» **What is asked**:
Report each line below that contains the word "wooden", copying every such line in full.
┄┄┄┄┄┄┄┄┄┄┄┄┄┄┄┄┄┄┄┄
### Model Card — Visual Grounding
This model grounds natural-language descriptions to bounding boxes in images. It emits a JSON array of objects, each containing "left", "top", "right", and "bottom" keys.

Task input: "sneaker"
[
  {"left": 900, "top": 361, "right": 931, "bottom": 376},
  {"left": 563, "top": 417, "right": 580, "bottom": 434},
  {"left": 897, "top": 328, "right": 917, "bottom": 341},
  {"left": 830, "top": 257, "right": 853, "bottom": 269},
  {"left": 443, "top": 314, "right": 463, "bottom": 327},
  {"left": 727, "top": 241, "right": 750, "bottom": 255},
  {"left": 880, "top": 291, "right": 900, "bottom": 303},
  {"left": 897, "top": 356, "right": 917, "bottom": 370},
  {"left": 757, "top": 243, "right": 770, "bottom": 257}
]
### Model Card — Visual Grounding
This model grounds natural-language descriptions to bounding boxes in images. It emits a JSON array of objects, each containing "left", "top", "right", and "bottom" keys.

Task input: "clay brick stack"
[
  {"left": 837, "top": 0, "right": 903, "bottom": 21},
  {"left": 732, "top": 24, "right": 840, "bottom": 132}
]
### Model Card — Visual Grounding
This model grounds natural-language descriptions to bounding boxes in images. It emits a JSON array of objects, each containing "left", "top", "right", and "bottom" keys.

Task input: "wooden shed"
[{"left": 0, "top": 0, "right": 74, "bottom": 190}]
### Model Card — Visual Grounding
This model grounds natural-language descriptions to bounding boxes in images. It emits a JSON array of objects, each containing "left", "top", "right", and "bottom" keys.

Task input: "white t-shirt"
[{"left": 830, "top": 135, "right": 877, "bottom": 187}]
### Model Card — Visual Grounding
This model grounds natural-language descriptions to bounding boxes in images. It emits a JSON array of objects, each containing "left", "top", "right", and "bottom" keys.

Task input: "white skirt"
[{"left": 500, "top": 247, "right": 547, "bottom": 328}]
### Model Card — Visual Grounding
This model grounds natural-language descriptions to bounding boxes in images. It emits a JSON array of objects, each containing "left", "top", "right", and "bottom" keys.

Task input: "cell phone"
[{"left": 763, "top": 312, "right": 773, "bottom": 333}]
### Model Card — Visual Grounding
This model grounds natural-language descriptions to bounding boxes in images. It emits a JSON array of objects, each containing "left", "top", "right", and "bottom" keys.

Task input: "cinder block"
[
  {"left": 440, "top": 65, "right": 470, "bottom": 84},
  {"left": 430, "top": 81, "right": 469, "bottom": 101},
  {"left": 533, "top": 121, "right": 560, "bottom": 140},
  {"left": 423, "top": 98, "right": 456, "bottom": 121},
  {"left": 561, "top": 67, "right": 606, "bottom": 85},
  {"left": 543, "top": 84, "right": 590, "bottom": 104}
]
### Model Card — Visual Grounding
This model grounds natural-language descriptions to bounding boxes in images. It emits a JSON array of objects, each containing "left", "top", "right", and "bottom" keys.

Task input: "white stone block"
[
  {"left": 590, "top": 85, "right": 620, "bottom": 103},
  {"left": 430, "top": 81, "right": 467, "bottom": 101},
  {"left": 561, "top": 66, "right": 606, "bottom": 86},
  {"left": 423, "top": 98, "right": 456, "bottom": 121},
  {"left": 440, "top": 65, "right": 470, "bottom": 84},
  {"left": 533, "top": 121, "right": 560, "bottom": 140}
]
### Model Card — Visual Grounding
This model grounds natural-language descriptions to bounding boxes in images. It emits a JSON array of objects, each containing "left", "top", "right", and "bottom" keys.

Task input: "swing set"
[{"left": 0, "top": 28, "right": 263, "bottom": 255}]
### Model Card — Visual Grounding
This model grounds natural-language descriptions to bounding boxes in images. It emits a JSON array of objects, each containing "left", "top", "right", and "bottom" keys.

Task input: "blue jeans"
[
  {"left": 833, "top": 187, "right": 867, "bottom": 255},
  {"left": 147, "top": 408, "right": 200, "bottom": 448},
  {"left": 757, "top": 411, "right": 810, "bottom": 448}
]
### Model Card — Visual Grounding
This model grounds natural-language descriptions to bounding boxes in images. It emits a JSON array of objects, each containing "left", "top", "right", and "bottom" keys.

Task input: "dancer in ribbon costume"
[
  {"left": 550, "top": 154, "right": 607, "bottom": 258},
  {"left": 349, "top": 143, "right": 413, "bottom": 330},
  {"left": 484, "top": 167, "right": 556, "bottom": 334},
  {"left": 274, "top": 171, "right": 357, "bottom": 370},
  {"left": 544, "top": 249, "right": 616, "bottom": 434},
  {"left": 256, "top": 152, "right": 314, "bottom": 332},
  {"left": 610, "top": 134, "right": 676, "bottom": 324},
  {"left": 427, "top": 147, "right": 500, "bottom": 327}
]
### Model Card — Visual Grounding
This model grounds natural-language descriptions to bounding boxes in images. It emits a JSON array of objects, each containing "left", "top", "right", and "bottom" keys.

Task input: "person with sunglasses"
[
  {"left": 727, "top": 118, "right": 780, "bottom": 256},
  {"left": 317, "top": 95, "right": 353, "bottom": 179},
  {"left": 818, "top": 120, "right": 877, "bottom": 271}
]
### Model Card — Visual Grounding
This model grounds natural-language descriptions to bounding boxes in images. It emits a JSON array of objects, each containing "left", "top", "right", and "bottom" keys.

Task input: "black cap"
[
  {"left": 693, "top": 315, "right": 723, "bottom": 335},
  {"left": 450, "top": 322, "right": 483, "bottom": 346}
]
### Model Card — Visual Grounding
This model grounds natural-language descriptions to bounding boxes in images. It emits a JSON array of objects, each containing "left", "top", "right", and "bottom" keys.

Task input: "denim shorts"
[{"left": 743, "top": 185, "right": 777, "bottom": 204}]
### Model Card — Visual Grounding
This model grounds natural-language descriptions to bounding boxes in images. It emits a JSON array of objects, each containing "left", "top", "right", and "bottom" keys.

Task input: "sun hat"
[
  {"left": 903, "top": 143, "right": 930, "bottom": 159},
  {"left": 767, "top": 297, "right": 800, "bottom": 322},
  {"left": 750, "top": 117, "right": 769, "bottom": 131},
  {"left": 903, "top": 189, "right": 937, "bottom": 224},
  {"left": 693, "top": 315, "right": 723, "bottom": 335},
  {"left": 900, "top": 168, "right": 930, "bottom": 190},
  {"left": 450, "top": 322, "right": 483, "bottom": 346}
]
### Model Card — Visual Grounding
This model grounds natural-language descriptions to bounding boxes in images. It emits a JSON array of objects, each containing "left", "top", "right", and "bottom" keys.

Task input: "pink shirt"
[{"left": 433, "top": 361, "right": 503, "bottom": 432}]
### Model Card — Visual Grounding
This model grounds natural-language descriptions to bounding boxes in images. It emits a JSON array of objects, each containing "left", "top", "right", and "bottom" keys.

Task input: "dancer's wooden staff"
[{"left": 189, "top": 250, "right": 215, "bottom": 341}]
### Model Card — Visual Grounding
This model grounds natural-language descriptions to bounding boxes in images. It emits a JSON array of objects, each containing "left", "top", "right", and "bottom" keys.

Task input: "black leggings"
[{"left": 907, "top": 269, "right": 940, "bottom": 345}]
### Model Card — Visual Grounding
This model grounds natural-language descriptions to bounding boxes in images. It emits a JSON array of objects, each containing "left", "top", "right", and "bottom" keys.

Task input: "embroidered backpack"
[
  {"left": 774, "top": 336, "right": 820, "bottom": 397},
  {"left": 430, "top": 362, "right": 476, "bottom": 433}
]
┄┄┄┄┄┄┄┄┄┄┄┄┄┄┄┄┄┄┄┄
» **Solution to the problem**:
Task input: "wooden shed"
Task input: "dancer's wooden staff"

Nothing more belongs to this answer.